START Selected excerpt

For the danger they posed, the lapses were appalling. They put lives at risk, that much is clear. But they were shocking, too, due to where they happened. The US government's high-security disease-control laboratories, which house samples of the most harmful germs in the world, cannot afford to screw up.
First came news of a single incident. Staff working on deadly bioterrorism agents at the Centres for Disease Control and Prevention (CDC) in Atlanta followed the wrong procedure to "inactivate" batches of Bacillus anthracis, the bacterium that causes anthrax.
Though potentially still lethal, the bugs were sent to another CDC lab where staff were not equipped to handle live spores. A report into the lapse revealed a worrying pattern of staff failures, and found that dozens were potentially exposed. The CDC doled out antibiotics and anthrax vaccine. Affected rooms were sterilised. They were lucky: no one got the disease. But that is hardly the point.
It was not an isolated event. As CDC investigators finalised their report into June's anthrax scare they unearthed a more alarming incident that had gone unreported. In March, lab staff sent samples of a fairly harmless strain of bird flu to scientists at the US Department of Agriculture. To the agricultural team's alarm, every chicken they infected with the virus died.

END Selected excerpt
START Entries supplied

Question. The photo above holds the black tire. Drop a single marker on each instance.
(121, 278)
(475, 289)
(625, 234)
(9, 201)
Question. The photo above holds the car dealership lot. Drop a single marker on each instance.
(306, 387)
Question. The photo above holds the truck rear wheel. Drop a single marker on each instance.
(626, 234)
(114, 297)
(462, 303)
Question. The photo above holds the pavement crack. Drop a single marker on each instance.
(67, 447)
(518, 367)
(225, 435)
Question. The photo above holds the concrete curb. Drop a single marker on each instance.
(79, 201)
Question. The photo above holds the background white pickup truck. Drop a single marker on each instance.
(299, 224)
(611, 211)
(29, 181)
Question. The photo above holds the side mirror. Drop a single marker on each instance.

END Entries supplied
START Entries supplied

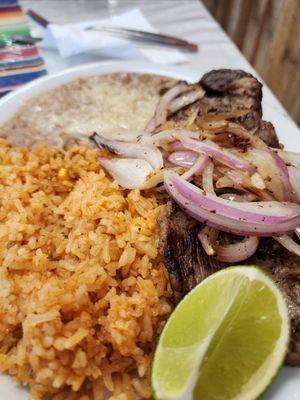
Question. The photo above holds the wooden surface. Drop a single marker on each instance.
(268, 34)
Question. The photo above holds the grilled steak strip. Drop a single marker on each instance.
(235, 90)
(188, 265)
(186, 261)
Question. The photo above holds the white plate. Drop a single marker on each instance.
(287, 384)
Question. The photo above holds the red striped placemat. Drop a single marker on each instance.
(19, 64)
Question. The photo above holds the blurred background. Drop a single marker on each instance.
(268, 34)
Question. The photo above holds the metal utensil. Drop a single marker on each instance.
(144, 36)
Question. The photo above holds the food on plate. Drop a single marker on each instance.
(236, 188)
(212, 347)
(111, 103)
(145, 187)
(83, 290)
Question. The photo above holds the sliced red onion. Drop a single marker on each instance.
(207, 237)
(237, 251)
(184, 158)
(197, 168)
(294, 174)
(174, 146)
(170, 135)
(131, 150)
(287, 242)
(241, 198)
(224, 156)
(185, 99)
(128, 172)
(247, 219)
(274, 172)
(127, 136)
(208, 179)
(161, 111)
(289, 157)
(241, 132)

END Entries supplied

__Problems to solve__:
1. In the passage on the CDC laboratory lapses, in what month did lab staff send bird flu samples to the US Department of Agriculture?
2. Carry the passage on the CDC laboratory lapses forward from its last sentence.

__Answer section__:
1. March

2.
It was only after 21 birds had succumbed that they discovered why: the CDC samples had been contaminated with a strain of highly lethal H5N1 bird flu. Natural outbreaks of the virus have killed hundreds of people in Asia.
The director of the CDC, Tom Frieden, took swift action. He closed the CDC's anthrax and influenza labs and imposed a ban on the shipment of biological material in or out of the CDC's highest-security labs while safety procedures are revamped.
At a press conference, Frieden said the behaviour of some staff had been "totally unacceptable ... Frankly, I'm angry about it."
Frieden was called before a US House oversight committee to explain himself. The chairman, Tim Murphy, did not hold back. The incident was "troubling" and "completely unacceptable", the CDC's reputation "tarnished".
The incidents cast a long shadow over the organisation charged with protecting the US public. But a third incident points to a broader failure in US biosecurity. In early July, six vials of smallpox were discovered in a storage room at an unguarded US Food and Drug Administration lab in the state of Maryland that once belonged to the US National Institutes of Health (NIH).
After the eradication of smallpox, a horrific disease that kills 30 per cent of people it infects, official stocks are kept only at the CDC in Atlanta and at the Russian Vector lab in Novosibirsk.
Earlier this month, US federal investigators reported more dangerous material from the same room. In all, they found 12 boxes containing 327 vials labelled with various unpleasant pathogens, from influenza and dengue fever to rickettsia and Q fever.
It was the NIH's turn to apologise. Its director, Francis Collins, said that "overlooking such a sample collection for years is clearly unacceptable". To the outside world, the most trusted keepers of lethal germs had shown themselves to be dangerously incompetent.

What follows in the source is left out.